SUPPLIED PASSAGE —

Wednesday, March 5, 2014

March is going to be busy

An Open Minds workshop at The Rooms
It's kind of a hectic month.  I still have a couple big orders to fill in the studio, but workshops and demonstrations have really piled up in my March schedule as well.  At the moment,  I have 14 workshops, one knapping demonstration and a public talk scheduled across three different provinces during the month of March.  Some of those workshops are with elementary school kids while others are with university students and members of archaeological societies in Alberta and Saskatchewan.

Securing the gut hafting on an ulu
at a MUNArch workshop.
Tonight is the second MUNArch ground stone ulu workshop.  We had 10 people come out on Monday night and everyone finished a slate ulu.  This is basically the same workshop that I do with the Open Mind's students at The Rooms, but we use sinew and gut lashing instead of string and people are responsible for chipping their own blanks and cutting their own handles.  For kids, we start with sawed blanks and handles that are already cut to length.

A Little Passage
(pre-contact Beothuk) knife,
ready to glue and lash together.

GIVEN DATA —
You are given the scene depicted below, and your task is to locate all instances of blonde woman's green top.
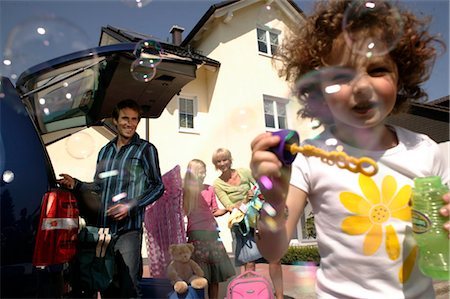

TASKS FOR THIS EXERCISE —
(a) In the blog post about a busy March, how many people came to Monday night's MUNArch ulu workshop?
(b) Turn the paragraph beginning "Tonight is the second MUNArch" from the blog post into a short bulleted list that keeps its main facts.

SOLUTIONS BY TASK —
(a) Ten people came.

(b)
- Tonight is the second MUNArch ground stone ulu workshop.
- Monday night's session drew 10 people, and everyone finished a slate ulu.
- It is basically the same workshop given to Open Minds students at The Rooms, with two differences: sinew and gut lashing replace string, and participants chip their own blanks and cut their own handles.
- Kids start with sawed blanks and handles already cut to length.